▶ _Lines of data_
%%

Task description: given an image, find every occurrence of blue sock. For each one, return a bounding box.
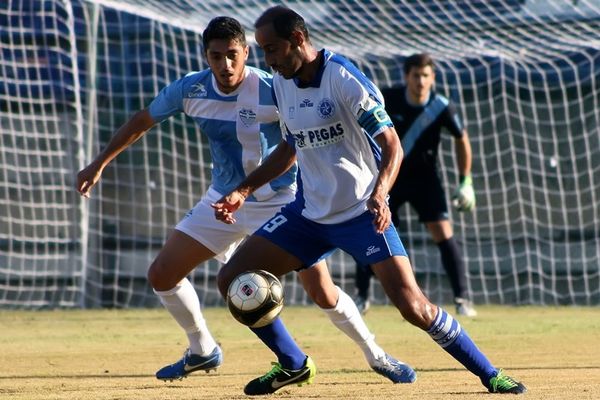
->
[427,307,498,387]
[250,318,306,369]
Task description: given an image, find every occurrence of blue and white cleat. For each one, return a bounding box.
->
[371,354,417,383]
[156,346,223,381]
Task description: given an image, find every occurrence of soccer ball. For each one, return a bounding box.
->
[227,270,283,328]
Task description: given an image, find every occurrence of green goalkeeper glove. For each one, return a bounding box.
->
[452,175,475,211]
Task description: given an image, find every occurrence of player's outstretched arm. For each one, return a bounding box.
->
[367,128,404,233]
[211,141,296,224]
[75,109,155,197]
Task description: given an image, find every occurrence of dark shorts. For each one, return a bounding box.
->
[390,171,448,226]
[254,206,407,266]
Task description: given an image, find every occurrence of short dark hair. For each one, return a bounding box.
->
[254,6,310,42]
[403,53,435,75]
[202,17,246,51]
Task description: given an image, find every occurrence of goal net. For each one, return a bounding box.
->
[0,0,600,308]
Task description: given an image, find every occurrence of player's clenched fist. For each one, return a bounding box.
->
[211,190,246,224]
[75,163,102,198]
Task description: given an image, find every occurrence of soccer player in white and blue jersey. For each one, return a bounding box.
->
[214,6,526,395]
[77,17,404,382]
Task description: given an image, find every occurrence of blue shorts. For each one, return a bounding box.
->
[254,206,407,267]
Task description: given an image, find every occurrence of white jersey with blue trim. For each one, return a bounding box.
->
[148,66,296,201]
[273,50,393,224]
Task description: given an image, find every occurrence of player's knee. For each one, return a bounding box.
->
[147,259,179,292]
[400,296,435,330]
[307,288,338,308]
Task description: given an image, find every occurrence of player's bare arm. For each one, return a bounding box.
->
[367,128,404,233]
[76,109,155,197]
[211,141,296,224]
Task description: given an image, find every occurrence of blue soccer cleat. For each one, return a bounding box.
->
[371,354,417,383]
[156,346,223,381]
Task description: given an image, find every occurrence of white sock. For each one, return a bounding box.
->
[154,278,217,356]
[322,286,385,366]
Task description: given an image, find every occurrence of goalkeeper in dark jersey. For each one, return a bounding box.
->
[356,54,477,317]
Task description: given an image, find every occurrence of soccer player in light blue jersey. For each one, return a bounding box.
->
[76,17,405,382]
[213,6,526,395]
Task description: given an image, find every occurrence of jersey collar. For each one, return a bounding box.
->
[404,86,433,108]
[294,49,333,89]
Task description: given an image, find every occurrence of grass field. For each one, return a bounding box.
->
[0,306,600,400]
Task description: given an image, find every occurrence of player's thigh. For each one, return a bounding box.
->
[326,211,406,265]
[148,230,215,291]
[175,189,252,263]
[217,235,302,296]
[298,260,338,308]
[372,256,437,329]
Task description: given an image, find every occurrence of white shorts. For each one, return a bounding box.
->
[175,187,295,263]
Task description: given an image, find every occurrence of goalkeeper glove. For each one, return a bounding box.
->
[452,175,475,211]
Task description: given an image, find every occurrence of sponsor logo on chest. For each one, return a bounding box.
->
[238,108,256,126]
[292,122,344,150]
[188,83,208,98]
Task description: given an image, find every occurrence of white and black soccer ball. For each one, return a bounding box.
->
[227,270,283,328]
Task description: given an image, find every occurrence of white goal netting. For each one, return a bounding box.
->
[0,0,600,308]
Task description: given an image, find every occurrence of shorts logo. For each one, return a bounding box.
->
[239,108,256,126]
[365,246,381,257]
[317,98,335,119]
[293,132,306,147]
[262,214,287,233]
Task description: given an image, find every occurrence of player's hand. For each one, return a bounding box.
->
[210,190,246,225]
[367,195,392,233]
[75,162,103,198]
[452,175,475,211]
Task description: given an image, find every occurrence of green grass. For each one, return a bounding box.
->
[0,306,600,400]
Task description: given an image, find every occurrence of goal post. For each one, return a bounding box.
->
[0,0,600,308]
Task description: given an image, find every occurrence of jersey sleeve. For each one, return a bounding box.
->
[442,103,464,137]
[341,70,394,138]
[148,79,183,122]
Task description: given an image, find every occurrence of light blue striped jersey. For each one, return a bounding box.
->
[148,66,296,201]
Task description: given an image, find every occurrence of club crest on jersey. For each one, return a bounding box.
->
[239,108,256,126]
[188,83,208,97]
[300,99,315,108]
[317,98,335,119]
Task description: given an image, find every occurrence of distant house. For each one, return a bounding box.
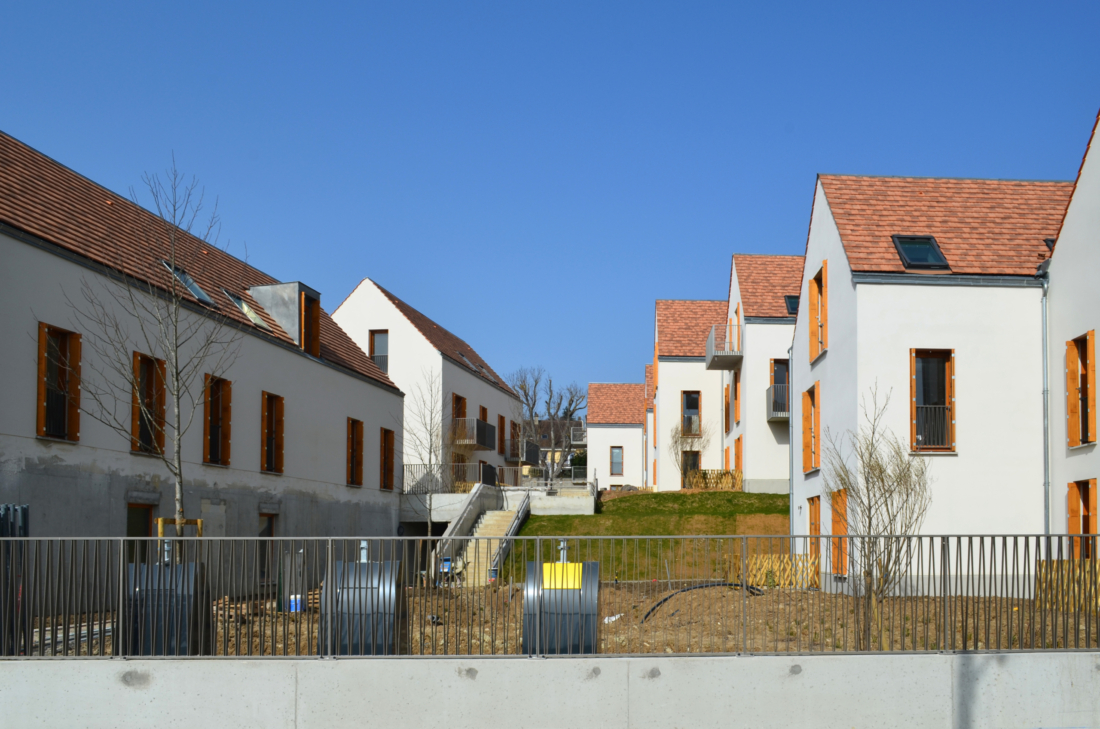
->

%%

▶ _REQUIRED WORK_
Please turn every line of the listing above into a numbered list, skipping any blank lines and leaving out the pictures.

▶ _WORKED SOLUTION_
1. Task description: given an image, find every occurrence of blue sock. For each one, return a bounding box.
2. ->
3. [427,307,498,387]
4. [250,318,306,369]
5. Task description: given an image, find every occurrence of blue and white cleat. For each one, return a bounding box.
6. ->
7. [371,354,417,383]
8. [156,346,223,381]
9. Task description: given an image, find every occurrence of soccer ball. For each one, return a bounding box.
10. ->
11. [227,270,283,328]
12. Task description: given an image, find every occurrence of green goalkeeper glove. For each one, return a bounding box.
13. ->
14. [452,175,475,211]
15. Task description: given an image, find every occurrence of player's outstretched arm. For each one, return a bounding box.
16. ->
17. [367,128,404,233]
18. [211,141,296,224]
19. [75,109,155,197]
20. Task description: given an image, find every occurrence of dark shorts. For each one, return a bounding box.
21. ->
22. [390,171,448,226]
23. [254,206,407,266]
24. Task description: given an image, find every occurrence of short dark hair. For each one, return a bounding box.
25. ->
26. [254,6,310,42]
27. [403,53,435,75]
28. [202,17,246,51]
29. Task description: given an image, find every occurrence of goal net. For each one, return a bounding box.
30. ->
31. [0,0,600,308]
32. Task description: given an image, find every occurrence of player's clenched fist. For each one, return a bounding box.
33. ->
34. [211,190,246,224]
35. [75,163,102,198]
36. Task description: given an image, find every occurrence of soccer player in white and blue jersey. For each one, return a bounding box.
37. ->
38. [214,6,526,395]
39. [77,17,404,382]
40. Task description: given an image, find every occurrence of blue shorts. For each one, return a bounding box.
41. ->
42. [254,206,407,267]
43. Task description: given an image, find every occurrence of white jersey with blue trim. For each one, return a bounding box.
44. ->
45. [148,66,296,201]
46. [273,50,393,224]
47. Task description: given an image, find every occurrence of player's knee. For each one, return a bounding box.
48. ->
49. [147,259,179,292]
50. [400,296,435,330]
51. [307,288,338,308]
52. Task description: given an image, find every occurrence of player's bare arm. For each one, return a bounding box.
53. ->
54. [367,128,404,233]
55. [76,109,155,197]
56. [211,141,296,224]
57. Task description: given an image, find every occurrence of blue soccer cleat. For each one, return a bounding box.
58. ->
59. [371,354,417,383]
60. [156,346,223,381]
61. Task description: given an image, find every occurrence of white sock. For each one, return a bounding box.
62. ->
63. [154,278,217,356]
64. [322,286,385,366]
65. Task description: given an image, find every occurrence of goalkeeper in dark jersey. For each one, return a bounding box.
66. ->
67. [356,54,477,317]
68. Task description: given an image, find every occurrence of soccer player in light blue jersey. For each one, return a bounding box.
69. ->
70. [76,17,405,382]
71. [213,6,526,395]
72. Task description: given an image, find every occurrence of jersey collar. For each one, return a bounding box.
73. ->
74. [404,86,433,108]
75. [294,49,333,89]
76. Task description: given an image, find every occurrence of grass field. For each one, return a bounding box.
77. ->
78. [0,306,600,400]
79. Task description: given an image, find every occurrence of player's thigh. For each one, return a bounding box.
80. ->
81. [326,211,406,265]
82. [148,230,215,291]
83. [175,189,252,263]
84. [217,235,302,296]
85. [298,260,338,308]
86. [372,256,437,329]
87. Task description: given an image, find every occurrence of white shorts. For each one, return a bounding box.
88. ->
89. [175,187,295,263]
90. Task description: given an image, find every occurrence of goalkeeper glove. For each one, return a bounding box.
91. ->
92. [452,175,475,211]
93. Task description: given an image, find every occurrence of sponsor logo on chest. For each one, return a bounding box.
94. ->
95. [238,108,256,126]
96. [292,122,344,150]
97. [188,83,208,98]
98. Task description: given an image, find every occurrence of white and black soccer ball. For each one, return a bounding box.
99. ->
100. [227,270,283,328]
101. Task description: given an image, find every occurrence of white goal netting. For each one, return a bounding box.
102. ->
103. [0,0,600,308]
104. Task description: given an image, find every occurrence of shorts logo. For each one, return a bounding box.
105. ->
106. [239,108,256,126]
107. [365,246,381,257]
108. [317,98,335,119]
109. [293,132,306,147]
110. [262,214,287,233]
111. Task description: given an image, find every occurrence of player's hand. For each one, return a bounding box.
112. ->
113. [210,190,246,225]
114. [367,195,392,233]
115. [75,162,103,198]
116. [452,175,475,211]
117. Task description: given an image, find every occurrence of green grass. For each one, return a bounding box.
118. ->
119. [0,306,600,400]
120. Task description: given an image, find every occurrence of goal post. For each one, return a bounding box.
121. ->
122. [0,0,600,308]
123. Task description: given an image, find every occurrence of jersey sleeve. For each one, return a bounding box.
124. ->
125. [442,103,464,137]
126. [341,70,394,138]
127. [148,79,183,122]
128. Task description: given an image, find every occurrence of light blue striped jersey. For each one, return a bounding box.
129. ->
130. [148,66,296,201]
131. Task description: given an image, find every occurrence of club crest on jersey. For each one, return a bounding box.
132. ->
133. [239,108,256,126]
134. [188,83,208,97]
135. [300,99,315,108]
136. [317,98,335,119]
137. Task description: given an image, find every occurrence of distant house. For each one, return a bounding box.
138. ->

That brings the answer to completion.